DEINE AUFGABE: Wovor müssen Autorinnen und Autoren laut dem vorliegenden Text über Philipp Schönthalers Buch keine Angst haben?

VORLIEGENDER TEXT:
--

Jenseits der Genie-Ästhetik

Vom Federkiel zum Laptop: Philipp Schönthaler zeigt in "Die Automatisierung des Schreibens", wie technische Neuerungen das Schreiben verändern – und warum Autorinnen und Autoren vor künstlicher Intelligenz keine Angst haben müssen.

Von Frank Kaspar |
Der Autor Philipp Schönthaler und das Cover seines Buchs  „Die Automatisierung des Schreibens“
Philipp Schönthaler sieht das Erzählen durch die Technisierung des Schreibens nicht in Gefahr. (Cover: Matthes & Seitz / Autorenportrait: Julia von Vietinghoff)

--

DATENAUSZÜGE:
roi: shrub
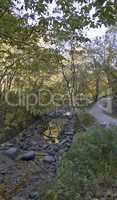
[45,129,117,200]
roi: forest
[0,0,117,200]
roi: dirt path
[89,98,117,128]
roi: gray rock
[19,151,35,161]
[43,155,55,163]
[5,147,18,159]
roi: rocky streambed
[0,108,76,200]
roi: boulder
[19,151,35,161]
[43,155,55,163]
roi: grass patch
[43,128,117,200]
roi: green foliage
[78,110,95,127]
[45,128,117,200]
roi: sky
[15,0,107,40]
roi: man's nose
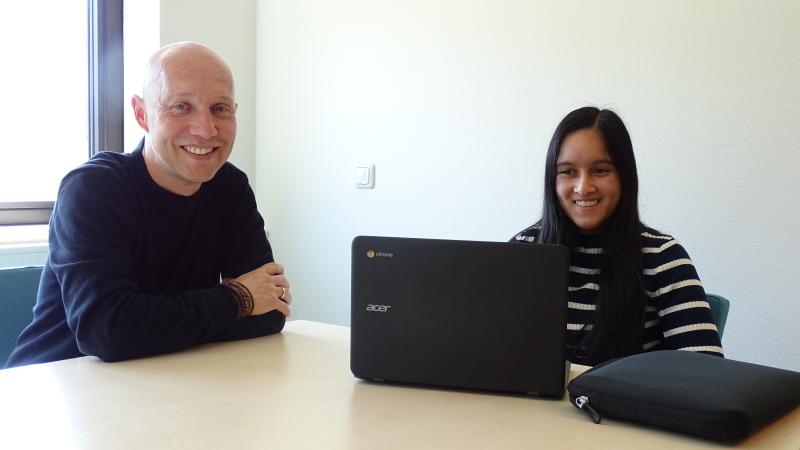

--

ERGEBNIS DIESER ÜBUNG: Vor künstlicher Intelligenz.